See Live Smoke Free's brochure Enjoying Smoke-Free Air in Your Apartment for more suggestions on eliminating secondhand smoke in your apartment.

Step One: Document the Problem

  • Determine the source of the secondhand smoke.
    • When do you smell smoke: all the time, only in the evening or morning?
    • Where is the smoke entering your unit?
    • Where do you think it is coming from?
    • Keep a log of when and where in your unit you smell smoke.
  • Make a list of the solutions you've tried already.
    • What steps have you taken? View our Temporary Fixes page for short-term solutions.
    • Fans, air fresheners, and other “smoke eaters” will only mask the problem, but trying some temporary solutions might help you illustrate the situation to your property manager.
  • Talk with your neighbors.
    • Are your neighbors experiencing the same problem? Will they talk to the property manager with you?
    • If you feel comfortable doing so, consider approaching your neighbor who smokes and politely voice your concerns. Focus on solutions, such as asking them to smoke outside and away from the building.
    • Keep track of all conversations and correspondence.
  • Keep track of all symptoms and illnesses.
    • Document any health problems you and your family are experiencing as a result of secondhand smoke in your apartment.
    • Health problems may include ear infections, sore throats, asthma attacks, and bronchitis.
    • Ask your health care provider to write a letter stating that the secondhand smoke causes your family to be sick.

Step Two: Talk to Your Building Management

  • Write a letter to your building manager or property owner.

TASK ITEM: Quote the secondhand smoke text word for word, between "Step One: Document" and "is coming from?", inclusive. The entries after this text come from a separate source.

MATERIAL PROVIDED:

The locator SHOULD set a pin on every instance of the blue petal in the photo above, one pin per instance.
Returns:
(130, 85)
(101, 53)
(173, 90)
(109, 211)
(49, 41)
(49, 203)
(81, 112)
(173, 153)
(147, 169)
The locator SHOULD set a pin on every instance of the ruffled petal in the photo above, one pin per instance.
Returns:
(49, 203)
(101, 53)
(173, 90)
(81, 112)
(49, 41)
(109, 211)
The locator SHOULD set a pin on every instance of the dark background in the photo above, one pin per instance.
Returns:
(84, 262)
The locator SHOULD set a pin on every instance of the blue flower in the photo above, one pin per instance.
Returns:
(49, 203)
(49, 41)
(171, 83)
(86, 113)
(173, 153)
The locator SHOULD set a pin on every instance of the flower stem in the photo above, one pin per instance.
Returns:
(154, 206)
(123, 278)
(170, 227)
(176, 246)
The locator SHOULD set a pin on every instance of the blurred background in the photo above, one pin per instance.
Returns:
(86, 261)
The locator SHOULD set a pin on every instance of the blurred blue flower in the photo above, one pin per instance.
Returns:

WRITTEN REPLY:
Step One: Document the Problem

  • Determine the source of the secondhand smoke.
    • When do you smell smoke: all the time, only in the evening or morning?
    • Where is the smoke entering your unit?
    • Where do you think it is coming from?